A well-known fairy story like Hansel and Gretel is familiar to most audiences in advance. It’s the way it’s treated by Engelbert Humperdinck that counts. Themes of love, hope, betrayal, vengeance, disguise, confusion and misunderstanding in classical settings in operas by Mozart, Puccini, Strauss and Tchaikovsky may share similar elements. Their music doesn’t.

More Experimental Ideas

In Philip Glass’s Einstein on the Beach (1976), there is no conventional linear plot; it has thematic divisions replacing scenes. As a recognised work in the postmodern cannon, it expects an audience to come and go, picking up whatever they want from its themes. It can last five hours; there is no intermission. It’s based on Albert Einstein, whose vision transformed the thinking of his era.

Nixon in China was John Adams’ clever 1987 experiment in musical and lyrical styles taking the then US President’s visit to what had been a closed country, China, and interpreting it through music. Adams, also called a postmodernist, did not necessarily make any kind of political statement, he just used an original and unusual story line.

-- Material for this task --

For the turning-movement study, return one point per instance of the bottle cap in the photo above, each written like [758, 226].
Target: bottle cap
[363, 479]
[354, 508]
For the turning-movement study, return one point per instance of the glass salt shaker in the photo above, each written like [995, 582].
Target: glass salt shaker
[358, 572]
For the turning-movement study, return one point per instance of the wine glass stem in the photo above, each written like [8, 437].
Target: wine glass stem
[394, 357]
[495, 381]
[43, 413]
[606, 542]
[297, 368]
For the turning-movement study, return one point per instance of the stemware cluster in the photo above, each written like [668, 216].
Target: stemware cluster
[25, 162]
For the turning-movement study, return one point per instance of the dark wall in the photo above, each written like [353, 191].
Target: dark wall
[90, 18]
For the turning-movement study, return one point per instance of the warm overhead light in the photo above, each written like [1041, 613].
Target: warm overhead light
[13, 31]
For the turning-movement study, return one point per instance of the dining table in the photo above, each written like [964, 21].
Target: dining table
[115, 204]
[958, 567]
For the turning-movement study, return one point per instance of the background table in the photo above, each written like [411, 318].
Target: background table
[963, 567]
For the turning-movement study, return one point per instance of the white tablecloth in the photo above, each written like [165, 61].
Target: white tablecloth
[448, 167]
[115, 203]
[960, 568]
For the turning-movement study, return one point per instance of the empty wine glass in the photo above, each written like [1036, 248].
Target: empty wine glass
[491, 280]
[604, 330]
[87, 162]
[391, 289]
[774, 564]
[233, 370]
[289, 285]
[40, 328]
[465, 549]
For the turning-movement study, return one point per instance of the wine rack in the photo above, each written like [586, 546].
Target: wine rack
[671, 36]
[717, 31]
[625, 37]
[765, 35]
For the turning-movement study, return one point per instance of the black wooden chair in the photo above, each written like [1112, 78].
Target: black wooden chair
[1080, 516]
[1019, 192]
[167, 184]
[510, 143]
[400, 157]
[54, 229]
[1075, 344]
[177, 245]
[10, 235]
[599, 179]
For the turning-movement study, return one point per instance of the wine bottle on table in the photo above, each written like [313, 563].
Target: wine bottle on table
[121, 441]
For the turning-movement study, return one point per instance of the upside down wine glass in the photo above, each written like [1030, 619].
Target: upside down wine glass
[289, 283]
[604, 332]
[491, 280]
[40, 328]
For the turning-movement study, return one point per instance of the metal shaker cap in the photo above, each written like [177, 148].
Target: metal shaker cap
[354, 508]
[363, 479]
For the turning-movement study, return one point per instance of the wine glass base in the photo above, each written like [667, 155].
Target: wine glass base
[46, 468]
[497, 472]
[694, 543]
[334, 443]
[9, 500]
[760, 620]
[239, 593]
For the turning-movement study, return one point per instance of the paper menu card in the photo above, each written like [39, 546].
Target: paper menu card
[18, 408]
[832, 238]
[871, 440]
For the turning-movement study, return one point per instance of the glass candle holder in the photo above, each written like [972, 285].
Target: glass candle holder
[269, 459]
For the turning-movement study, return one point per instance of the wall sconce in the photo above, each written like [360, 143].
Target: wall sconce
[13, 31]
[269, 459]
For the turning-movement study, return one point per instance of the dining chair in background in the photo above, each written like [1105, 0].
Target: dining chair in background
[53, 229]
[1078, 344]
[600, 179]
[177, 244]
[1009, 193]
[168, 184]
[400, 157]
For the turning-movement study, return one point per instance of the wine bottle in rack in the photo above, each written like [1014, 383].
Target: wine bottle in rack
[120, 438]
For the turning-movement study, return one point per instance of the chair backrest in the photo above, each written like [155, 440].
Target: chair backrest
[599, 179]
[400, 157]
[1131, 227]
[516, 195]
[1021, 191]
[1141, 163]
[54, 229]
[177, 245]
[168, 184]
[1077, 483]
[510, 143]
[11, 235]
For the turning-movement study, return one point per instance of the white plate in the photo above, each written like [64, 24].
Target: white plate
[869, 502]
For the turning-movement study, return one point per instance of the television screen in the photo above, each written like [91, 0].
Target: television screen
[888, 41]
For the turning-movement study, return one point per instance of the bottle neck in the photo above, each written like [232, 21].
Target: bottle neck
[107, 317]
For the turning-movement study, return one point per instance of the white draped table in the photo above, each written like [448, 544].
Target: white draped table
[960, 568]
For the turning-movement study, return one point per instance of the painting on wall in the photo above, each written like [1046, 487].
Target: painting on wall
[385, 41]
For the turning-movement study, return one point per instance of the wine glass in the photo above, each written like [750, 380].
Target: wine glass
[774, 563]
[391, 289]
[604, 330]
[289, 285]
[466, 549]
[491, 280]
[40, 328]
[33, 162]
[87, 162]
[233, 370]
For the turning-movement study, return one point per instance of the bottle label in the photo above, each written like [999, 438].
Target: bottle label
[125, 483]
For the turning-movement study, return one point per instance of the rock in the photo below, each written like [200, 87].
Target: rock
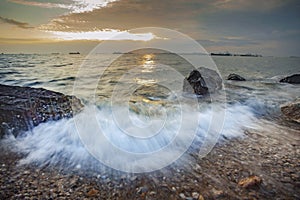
[292, 110]
[250, 182]
[22, 108]
[217, 193]
[235, 77]
[195, 195]
[93, 192]
[294, 79]
[182, 195]
[202, 82]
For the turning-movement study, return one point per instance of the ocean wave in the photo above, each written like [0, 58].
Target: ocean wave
[59, 143]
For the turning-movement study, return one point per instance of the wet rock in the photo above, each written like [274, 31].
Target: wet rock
[195, 195]
[92, 193]
[250, 182]
[202, 82]
[292, 110]
[235, 77]
[293, 79]
[182, 195]
[22, 108]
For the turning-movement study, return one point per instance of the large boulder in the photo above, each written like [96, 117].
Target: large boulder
[292, 110]
[22, 108]
[202, 82]
[235, 77]
[294, 79]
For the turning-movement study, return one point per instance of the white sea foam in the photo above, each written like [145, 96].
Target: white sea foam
[59, 144]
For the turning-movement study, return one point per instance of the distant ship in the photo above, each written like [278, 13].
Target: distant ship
[73, 53]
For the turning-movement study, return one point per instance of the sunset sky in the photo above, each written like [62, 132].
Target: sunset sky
[270, 27]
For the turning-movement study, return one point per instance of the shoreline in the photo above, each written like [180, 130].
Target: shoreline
[274, 159]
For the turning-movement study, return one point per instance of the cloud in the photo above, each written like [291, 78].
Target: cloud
[75, 6]
[22, 25]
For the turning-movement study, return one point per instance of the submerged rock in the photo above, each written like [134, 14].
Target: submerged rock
[235, 77]
[292, 110]
[202, 82]
[294, 79]
[22, 108]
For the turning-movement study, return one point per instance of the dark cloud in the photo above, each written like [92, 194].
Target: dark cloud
[16, 23]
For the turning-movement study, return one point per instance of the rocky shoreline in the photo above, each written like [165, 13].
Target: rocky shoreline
[217, 176]
[262, 165]
[22, 108]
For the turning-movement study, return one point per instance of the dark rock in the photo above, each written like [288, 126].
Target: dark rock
[235, 77]
[202, 82]
[294, 79]
[250, 182]
[22, 108]
[292, 110]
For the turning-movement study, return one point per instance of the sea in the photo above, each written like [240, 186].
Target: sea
[137, 117]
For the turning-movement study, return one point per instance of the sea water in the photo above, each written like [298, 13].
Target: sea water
[137, 114]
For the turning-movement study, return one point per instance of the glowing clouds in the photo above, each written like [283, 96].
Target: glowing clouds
[102, 35]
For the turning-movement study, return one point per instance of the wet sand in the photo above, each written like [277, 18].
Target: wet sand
[273, 157]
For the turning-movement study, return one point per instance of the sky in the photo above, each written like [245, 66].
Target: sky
[270, 27]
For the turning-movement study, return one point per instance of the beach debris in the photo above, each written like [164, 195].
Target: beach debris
[235, 77]
[250, 181]
[293, 79]
[292, 110]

-- Exercise instructions --
[a] Return every line of the records that contains the word "neck". Case counts.
[b] Continue the opera text from the point where it ends.

-- Expected answers --
[a]
For the turning-movement study, return one point per instance of the bottle neck in the photo above, each written like [232, 21].
Target: bottle neck

[b]
With the late 20th century arrival of arts fusion and mixing genres, came a fascination with doing traditional things in an unorthodox way. Glyndebourne Festival Opera in East Sussex, England has, since 1934, had a tradition of audiences dressed in dinner jackets dining in the open air with fancy picnics, during long intervals.

However, al fresco has now become more deliberate and widespread. In 2011, the Birmingham Opera Company planned to stage more ‘innovative and avant-garde from the operatic repertoire’ in unusual venues like warehouses, empty buildings and an ice rink. No reason why not. The use of unusual and non-traditional spaces for public performances of every kind of art form is becoming accepted.

Clearly, opera is the same as neither musical nor soap opera. It is a discrete genre. However, the similarities between taking a story and using music and song (and often dance) to advance plot, characters and the theatrical experience, mean that opera and musical theatre are probably cousins. That kind of cross-fertilisation is what the performing arts is all about.

First published on Suite 101, 11 February 2011.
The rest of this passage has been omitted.